RECORDS FOR PROCESSING:
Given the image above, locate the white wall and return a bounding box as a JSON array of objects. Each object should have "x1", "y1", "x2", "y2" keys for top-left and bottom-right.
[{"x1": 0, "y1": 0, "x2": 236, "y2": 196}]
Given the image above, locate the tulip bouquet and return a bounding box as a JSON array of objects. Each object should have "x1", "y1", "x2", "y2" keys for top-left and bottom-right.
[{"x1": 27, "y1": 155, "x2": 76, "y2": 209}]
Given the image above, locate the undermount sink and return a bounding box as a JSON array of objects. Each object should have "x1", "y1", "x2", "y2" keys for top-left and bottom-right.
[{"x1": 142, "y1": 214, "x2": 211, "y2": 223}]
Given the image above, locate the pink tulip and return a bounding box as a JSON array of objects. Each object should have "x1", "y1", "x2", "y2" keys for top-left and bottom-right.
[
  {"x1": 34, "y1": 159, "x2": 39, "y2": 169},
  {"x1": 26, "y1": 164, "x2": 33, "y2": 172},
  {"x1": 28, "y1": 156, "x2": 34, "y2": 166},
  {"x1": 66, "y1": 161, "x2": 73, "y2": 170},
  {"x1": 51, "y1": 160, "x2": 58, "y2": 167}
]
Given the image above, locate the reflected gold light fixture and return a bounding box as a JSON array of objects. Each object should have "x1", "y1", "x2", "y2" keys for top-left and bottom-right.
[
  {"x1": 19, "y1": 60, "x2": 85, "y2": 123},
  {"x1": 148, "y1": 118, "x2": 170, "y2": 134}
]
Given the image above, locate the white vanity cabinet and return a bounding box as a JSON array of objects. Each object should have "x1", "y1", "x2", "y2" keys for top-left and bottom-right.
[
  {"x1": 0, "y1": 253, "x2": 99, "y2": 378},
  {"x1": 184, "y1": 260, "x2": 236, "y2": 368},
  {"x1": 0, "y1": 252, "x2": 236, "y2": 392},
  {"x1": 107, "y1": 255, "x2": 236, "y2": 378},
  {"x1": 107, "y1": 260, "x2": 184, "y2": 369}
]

SHORT TASK: Reproduce all of the entries above word for word, keeping every line in its original order.

COMPLETE OUTPUT:
Given the image above, locate the white wall and return a bounding box as a JSON array of objects. Each object should have "x1", "y1", "x2", "y2" keys for top-left and bottom-right.
[{"x1": 0, "y1": 0, "x2": 236, "y2": 196}]
Given the image above, locate the tulip bouquet and return a bounding box as a JSON array of objects. Each object should have "x1", "y1", "x2", "y2" keys for top-left and bottom-right.
[{"x1": 27, "y1": 155, "x2": 76, "y2": 209}]
Given the image above, locate the undermount sink and return a bounding box as a JSON array of objects. Each object should have "x1", "y1", "x2", "y2" keys for top-left and bottom-right.
[{"x1": 142, "y1": 214, "x2": 211, "y2": 223}]
Given the image above, locate the pink tulip and return a bounding box as a JSON array of objects. Each object should have "x1", "y1", "x2", "y2" keys for top-left and bottom-right.
[
  {"x1": 34, "y1": 159, "x2": 39, "y2": 169},
  {"x1": 26, "y1": 164, "x2": 33, "y2": 172},
  {"x1": 28, "y1": 156, "x2": 34, "y2": 166},
  {"x1": 66, "y1": 161, "x2": 73, "y2": 170},
  {"x1": 51, "y1": 160, "x2": 58, "y2": 167}
]
Given the image above, locate the reflected gold light fixture and return a bounding box as a JSON array of objects. Each object should have "x1", "y1", "x2", "y2" keys for top-left and bottom-right.
[
  {"x1": 19, "y1": 60, "x2": 85, "y2": 123},
  {"x1": 148, "y1": 118, "x2": 170, "y2": 134}
]
Given the image above, locate the white vanity cabinet and return a bounding box as a JSON array of objects. Each object should have "x1", "y1", "x2", "y2" keys for top-left and bottom-right.
[
  {"x1": 0, "y1": 253, "x2": 99, "y2": 378},
  {"x1": 184, "y1": 260, "x2": 236, "y2": 368},
  {"x1": 0, "y1": 252, "x2": 236, "y2": 392},
  {"x1": 107, "y1": 255, "x2": 236, "y2": 378},
  {"x1": 107, "y1": 260, "x2": 184, "y2": 369}
]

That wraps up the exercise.